(EXERCISE BRIEF): Type out the records again, exactly as they are.

Referring expression data:
[Start of section]

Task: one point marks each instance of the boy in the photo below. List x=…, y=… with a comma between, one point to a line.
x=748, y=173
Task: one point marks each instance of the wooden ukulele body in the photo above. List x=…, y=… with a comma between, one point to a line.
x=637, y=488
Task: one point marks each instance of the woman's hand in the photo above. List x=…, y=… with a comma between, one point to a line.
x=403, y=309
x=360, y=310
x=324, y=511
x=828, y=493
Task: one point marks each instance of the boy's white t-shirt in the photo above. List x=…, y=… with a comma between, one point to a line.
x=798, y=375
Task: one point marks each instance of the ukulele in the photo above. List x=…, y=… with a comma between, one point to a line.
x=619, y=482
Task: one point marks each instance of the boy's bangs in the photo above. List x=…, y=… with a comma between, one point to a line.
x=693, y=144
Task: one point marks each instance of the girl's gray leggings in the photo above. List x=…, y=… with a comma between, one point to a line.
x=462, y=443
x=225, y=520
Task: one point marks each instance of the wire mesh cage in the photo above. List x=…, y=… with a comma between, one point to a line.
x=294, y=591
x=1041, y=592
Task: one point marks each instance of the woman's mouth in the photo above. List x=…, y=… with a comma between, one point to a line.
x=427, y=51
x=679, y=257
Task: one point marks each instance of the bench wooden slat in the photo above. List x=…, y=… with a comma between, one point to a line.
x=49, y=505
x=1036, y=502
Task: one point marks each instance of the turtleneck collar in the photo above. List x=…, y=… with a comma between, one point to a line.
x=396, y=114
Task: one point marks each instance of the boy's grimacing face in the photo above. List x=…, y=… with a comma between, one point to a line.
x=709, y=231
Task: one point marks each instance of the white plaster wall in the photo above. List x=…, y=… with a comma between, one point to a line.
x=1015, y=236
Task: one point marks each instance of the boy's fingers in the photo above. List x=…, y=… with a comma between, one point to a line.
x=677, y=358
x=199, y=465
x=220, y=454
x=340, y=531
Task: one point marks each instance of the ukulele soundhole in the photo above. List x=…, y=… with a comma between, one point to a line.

[End of section]

(ANSWER FOR THIS EXERCISE):
Task: one point marks each instance of the boy in the photo below. List x=…, y=… with a comma between, one point to a line.
x=748, y=173
Task: one point marks each instance of the wooden ukulele body in the photo above. List x=…, y=… with a comma between, one point to a line.
x=637, y=488
Task: one point marks each instance of the woman's hand in the photo above. List x=…, y=… with a comma between, one point to a line.
x=403, y=309
x=360, y=310
x=324, y=511
x=828, y=493
Task: one point marks each instance of the boy's white t-shirt in the photo above. List x=…, y=… with a comma between, one point to a line.
x=798, y=375
Task: one point marks each instance of the ukulele in the photo above. List x=…, y=… with a comma between, one point to a line.
x=619, y=482
Task: one point marks each instance of the boy's bangs in the photo above. List x=…, y=… with a comma between, one point to a line.
x=693, y=144
Task: one point marks each instance of the girl's gray leggings in the photo above. List x=…, y=… with a comma between, one point to a line.
x=462, y=443
x=225, y=520
Task: one point marks each instance of the wire mesh cage in the photo above. List x=…, y=… with a comma between, one point to a line.
x=294, y=591
x=1041, y=592
Task: one point marks each instance of the woman's mouth in the photo above. List x=…, y=… with a comma between, one point to a line.
x=427, y=51
x=679, y=257
Task: one point marks each instance of the bench wooden slat in the photo above. List x=…, y=… with a comma between, one point to a line.
x=49, y=505
x=1036, y=502
Task: one point marks each instance of the turtleneck collar in the photo above. List x=…, y=… with a comma between, one point to a line.
x=396, y=114
Task: one point marks each instance of the boy's grimacing face in the photo above. List x=…, y=… with a comma between, one point to a line.
x=709, y=231
Task: one point marks each instance of the white plaster wall in the photo above. List x=…, y=… with a comma between, one point to a line.
x=1015, y=236
Task: one point marks each instance of the boy's fingers in the photo above. List x=…, y=… with a comma between, one point to a line.
x=677, y=358
x=199, y=465
x=220, y=454
x=340, y=531
Task: one point marks each instance of the ukulele soundhole in the photo above. List x=…, y=… with a comma between, one point to a line.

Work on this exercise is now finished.